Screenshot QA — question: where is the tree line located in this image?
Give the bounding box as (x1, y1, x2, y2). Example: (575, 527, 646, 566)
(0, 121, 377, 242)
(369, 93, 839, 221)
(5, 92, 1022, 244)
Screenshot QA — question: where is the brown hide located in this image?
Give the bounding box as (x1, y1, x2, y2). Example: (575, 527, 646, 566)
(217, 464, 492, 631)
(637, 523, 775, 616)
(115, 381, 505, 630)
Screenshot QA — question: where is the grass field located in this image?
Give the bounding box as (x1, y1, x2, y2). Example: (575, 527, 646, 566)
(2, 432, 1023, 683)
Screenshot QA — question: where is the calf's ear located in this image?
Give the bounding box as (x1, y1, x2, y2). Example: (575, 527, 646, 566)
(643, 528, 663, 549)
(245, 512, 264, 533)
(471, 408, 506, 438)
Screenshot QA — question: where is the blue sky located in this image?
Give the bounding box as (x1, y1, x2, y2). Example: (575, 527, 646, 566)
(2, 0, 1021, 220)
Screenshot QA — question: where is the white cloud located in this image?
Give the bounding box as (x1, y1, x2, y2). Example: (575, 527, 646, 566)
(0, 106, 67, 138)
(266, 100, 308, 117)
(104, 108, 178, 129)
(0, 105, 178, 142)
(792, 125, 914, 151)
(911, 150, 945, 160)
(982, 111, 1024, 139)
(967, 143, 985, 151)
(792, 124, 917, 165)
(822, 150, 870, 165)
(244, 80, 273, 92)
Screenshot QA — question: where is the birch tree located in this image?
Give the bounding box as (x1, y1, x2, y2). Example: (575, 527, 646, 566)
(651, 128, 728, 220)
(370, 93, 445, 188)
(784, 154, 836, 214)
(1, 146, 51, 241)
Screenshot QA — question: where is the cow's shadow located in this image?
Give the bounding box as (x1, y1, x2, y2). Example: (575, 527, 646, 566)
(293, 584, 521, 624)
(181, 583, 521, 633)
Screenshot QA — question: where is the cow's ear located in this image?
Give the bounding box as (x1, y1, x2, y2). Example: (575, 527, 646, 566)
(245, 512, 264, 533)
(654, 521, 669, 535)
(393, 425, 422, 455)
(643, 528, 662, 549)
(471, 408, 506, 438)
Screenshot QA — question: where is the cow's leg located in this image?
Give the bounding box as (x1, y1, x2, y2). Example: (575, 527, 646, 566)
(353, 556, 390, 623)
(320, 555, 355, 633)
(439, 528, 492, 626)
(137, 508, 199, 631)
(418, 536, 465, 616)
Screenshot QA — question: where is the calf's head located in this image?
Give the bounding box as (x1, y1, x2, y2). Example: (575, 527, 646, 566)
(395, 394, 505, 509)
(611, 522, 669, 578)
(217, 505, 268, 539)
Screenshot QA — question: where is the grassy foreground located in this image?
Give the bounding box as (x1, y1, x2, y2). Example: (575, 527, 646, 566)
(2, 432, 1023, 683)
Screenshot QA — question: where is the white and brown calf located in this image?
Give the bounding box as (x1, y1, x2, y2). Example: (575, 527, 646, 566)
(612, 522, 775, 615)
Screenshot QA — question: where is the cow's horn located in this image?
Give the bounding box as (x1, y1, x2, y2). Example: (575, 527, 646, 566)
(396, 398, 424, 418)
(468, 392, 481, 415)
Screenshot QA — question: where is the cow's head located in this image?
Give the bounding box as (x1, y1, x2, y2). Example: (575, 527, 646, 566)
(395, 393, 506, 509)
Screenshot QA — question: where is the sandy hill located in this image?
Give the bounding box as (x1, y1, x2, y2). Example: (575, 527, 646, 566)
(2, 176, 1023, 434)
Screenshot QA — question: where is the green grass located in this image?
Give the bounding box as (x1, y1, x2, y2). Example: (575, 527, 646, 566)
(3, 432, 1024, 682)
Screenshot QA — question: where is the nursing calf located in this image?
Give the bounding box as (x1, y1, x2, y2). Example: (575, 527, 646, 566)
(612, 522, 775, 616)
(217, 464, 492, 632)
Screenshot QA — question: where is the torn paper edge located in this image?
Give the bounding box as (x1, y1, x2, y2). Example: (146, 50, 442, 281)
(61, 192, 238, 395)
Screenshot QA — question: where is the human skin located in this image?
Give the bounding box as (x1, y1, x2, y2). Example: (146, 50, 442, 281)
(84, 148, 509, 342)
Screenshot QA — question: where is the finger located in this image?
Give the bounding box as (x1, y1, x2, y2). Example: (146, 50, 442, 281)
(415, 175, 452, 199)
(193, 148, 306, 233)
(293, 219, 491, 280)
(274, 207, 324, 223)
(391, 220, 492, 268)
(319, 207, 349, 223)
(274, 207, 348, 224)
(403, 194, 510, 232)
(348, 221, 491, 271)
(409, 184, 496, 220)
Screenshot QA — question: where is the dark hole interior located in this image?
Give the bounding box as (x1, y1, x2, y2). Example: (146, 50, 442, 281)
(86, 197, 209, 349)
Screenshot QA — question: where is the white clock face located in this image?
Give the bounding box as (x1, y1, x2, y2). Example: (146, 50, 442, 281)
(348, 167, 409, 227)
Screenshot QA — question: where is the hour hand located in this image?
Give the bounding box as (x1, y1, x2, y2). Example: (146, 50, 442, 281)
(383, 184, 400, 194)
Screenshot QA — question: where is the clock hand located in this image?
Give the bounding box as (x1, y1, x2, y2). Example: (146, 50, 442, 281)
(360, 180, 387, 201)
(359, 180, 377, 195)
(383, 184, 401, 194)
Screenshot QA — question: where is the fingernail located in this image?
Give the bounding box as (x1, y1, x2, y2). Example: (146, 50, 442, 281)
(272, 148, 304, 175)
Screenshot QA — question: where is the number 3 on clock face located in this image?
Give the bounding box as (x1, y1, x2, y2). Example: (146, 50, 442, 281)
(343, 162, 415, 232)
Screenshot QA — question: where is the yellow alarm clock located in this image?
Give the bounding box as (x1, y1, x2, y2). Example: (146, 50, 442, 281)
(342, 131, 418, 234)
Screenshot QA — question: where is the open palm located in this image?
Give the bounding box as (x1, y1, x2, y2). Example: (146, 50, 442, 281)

* * * * * * *

● **Exercise goal**: Within the data above, the lines from the one with "Screenshot QA — question: where is the green" to the one with "Screenshot QA — question: where is the torn" must be repeated exactly; no other line belongs in the answer.

● **Answer section**:
Screenshot QA — question: where is the green grass located in this image?
Give the bounding box as (x1, y1, x2, y2). Example: (575, 527, 646, 566)
(3, 432, 1024, 682)
Screenshot QA — question: where is the nursing calf located in this image?
Give the bounding box as (x1, y1, x2, y2). Example: (575, 527, 646, 566)
(612, 522, 775, 616)
(217, 464, 492, 632)
Screenshot QA — question: where is the torn paper edge located in this image?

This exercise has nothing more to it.